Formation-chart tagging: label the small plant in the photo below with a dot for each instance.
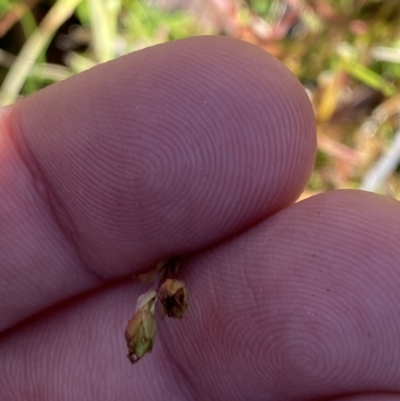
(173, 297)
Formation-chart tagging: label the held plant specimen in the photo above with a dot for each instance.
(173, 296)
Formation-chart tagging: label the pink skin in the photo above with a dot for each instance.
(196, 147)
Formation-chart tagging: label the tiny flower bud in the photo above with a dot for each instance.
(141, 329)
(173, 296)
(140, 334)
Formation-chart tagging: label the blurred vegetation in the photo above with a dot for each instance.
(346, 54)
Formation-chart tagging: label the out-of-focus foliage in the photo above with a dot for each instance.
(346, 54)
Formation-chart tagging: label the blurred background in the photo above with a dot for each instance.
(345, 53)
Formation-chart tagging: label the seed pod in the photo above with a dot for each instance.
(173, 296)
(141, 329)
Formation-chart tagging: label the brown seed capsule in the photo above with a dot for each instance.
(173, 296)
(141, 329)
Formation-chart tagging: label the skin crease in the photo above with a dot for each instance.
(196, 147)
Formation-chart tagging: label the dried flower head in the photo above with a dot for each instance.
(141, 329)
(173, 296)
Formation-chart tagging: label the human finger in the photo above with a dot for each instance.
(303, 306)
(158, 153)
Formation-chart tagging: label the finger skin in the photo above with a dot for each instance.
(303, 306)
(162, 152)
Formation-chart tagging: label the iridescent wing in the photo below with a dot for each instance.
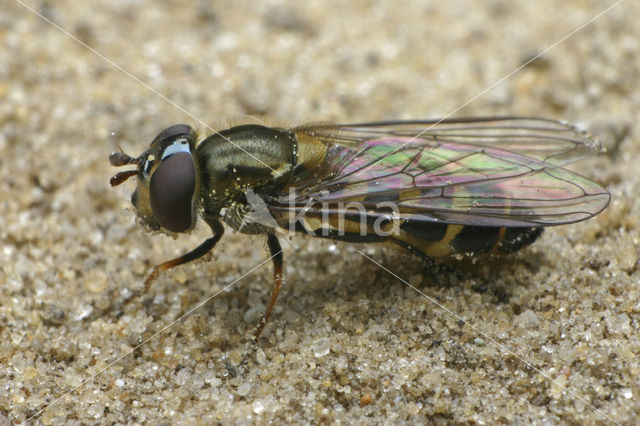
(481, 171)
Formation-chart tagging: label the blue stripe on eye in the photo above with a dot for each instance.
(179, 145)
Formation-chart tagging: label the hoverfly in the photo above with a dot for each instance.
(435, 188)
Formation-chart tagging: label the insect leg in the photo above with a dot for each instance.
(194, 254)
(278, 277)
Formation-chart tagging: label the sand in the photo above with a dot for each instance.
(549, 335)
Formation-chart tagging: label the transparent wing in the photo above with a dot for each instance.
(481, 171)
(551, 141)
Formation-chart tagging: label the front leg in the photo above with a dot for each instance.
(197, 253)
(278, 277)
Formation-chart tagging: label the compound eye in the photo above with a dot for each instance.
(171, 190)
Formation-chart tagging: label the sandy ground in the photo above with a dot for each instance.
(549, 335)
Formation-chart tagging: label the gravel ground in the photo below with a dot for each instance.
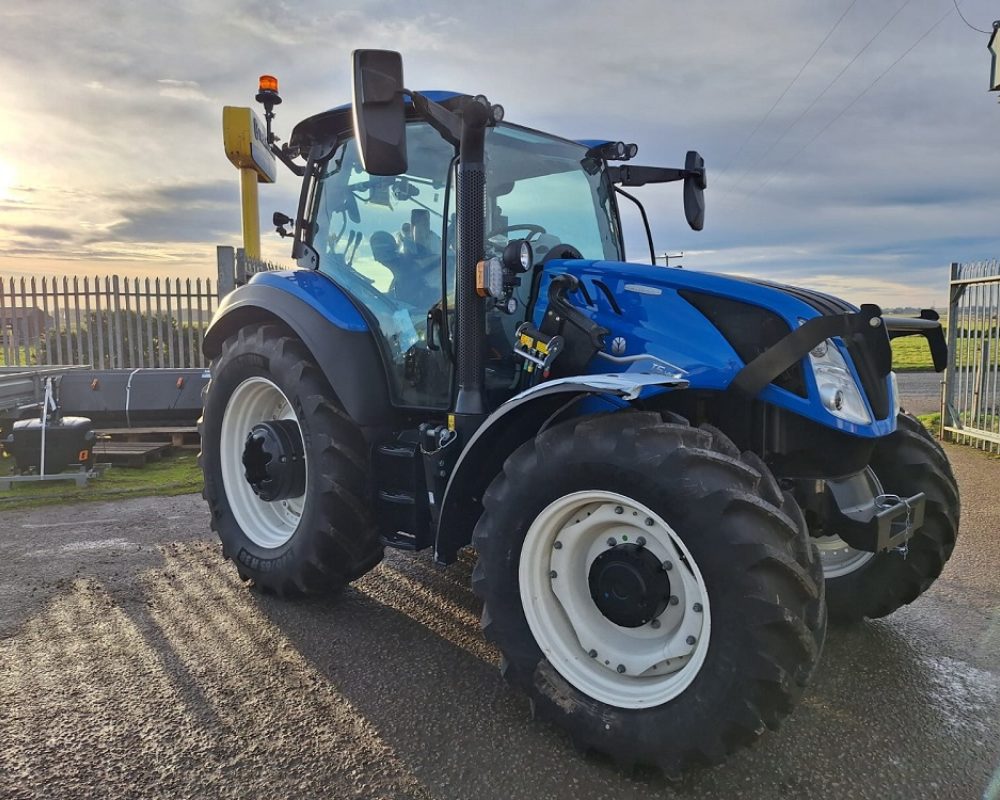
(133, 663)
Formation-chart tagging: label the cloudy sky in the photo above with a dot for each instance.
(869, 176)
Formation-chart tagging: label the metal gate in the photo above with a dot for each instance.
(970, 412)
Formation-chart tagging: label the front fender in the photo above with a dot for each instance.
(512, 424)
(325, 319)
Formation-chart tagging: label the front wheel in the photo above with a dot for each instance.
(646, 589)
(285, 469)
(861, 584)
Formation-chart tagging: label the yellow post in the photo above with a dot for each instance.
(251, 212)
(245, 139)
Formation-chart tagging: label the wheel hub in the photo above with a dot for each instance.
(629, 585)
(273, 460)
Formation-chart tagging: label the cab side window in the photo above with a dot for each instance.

==============================

Aim → Reproduce all of the entries above verbatim, and leave the pictures out.

Output of the task →
Formation-chart tagging: label the small plant in the photo below with a dot for each instance.
(173, 297)
Formation-chart tagging: label the held plant specimen in the photo above with a dot for each instance.
(173, 296)
Formation-chart tagging: label the pink skin in the photo above with a dot for each instance.
(196, 147)
Formation-chart tagging: label the tiny flower bud in the photo above with a dot for each instance.
(141, 329)
(173, 296)
(140, 334)
Formation-chart tagging: label the blurred vegetation in the photo above with a dot for each instance.
(346, 54)
Formation-chart tagging: label the out-of-focus foliage in the photo above with a dot for each instance.
(346, 54)
Formation-chart tagging: label the blurred background in the photo above with a dot for each instance.
(345, 53)
Formation-chart tagging: label the seed pod in the photo above with a dot for each instance.
(173, 296)
(141, 329)
Formation-chart tagging: label the brown seed capsule in the photo above with a dot for each instance.
(173, 296)
(141, 329)
Formation-chart tagging: label the skin crease in the photo above with a dot for each instance.
(196, 147)
Formation-chart tagging: label the dried flower head in the photo above with a dot for each instance.
(141, 329)
(173, 296)
Formation-chart tagging: label the human finger in the photo above with a dot for each instance.
(303, 306)
(158, 153)
Formation-chart tagging: label the finger skin in the photo above with a dot for each instance.
(303, 306)
(162, 152)
Formation-chart tagging: label the iridescent wing in the photo below with a dot for each instance.
(481, 171)
Formation-chart tagging: label the blue stripe on eye in the photo above with a dot for each instance.
(179, 145)
Formation-chart tagging: label the hoverfly in the photo above with a dot for each instance.
(435, 188)
Formation-chart tagging: label the insect leg in the photo above with a dot for each instance.
(194, 254)
(278, 277)
Formation-chart tagging: label the sand in the photo above with a dot for each instance.
(549, 335)
Formation-chart tagging: label the transparent wing in the photo above with a dot for each instance.
(481, 171)
(551, 141)
Formation-chart tagging: label the front leg in the photo above with a dot for each instance.
(197, 253)
(278, 277)
Formation-chart tagging: label the compound eye in the photo above with a dot for each instance.
(171, 190)
Formation-chart tagging: label the sandy ground in the photo above with a dot for each instance.
(549, 335)
Formation-chart tagging: label the gravel ground in the photo below with a dot for each instance.
(133, 663)
Formation-chart tagging: label the cloudy sky in the photo above with a dot for each instance.
(869, 176)
Formation-chart tagging: label the metal gate in the photo above with a dot for each instance.
(970, 412)
Formation-chart tagging: label the front fender in the photo above with a dot for each instance.
(512, 424)
(325, 319)
Formation-chart tagging: label the front wheel in the photo above with a dot for each instance.
(646, 589)
(285, 469)
(861, 584)
Formation-chart tagging: label the yellow post in the photo above with a dot for each instance.
(251, 212)
(245, 139)
Formation-chart tagging: label the wheel hub in the photo above with a dot for each instance.
(629, 585)
(273, 460)
Formation-chart tagging: label the cab side window in the photo above with a dot for each instance.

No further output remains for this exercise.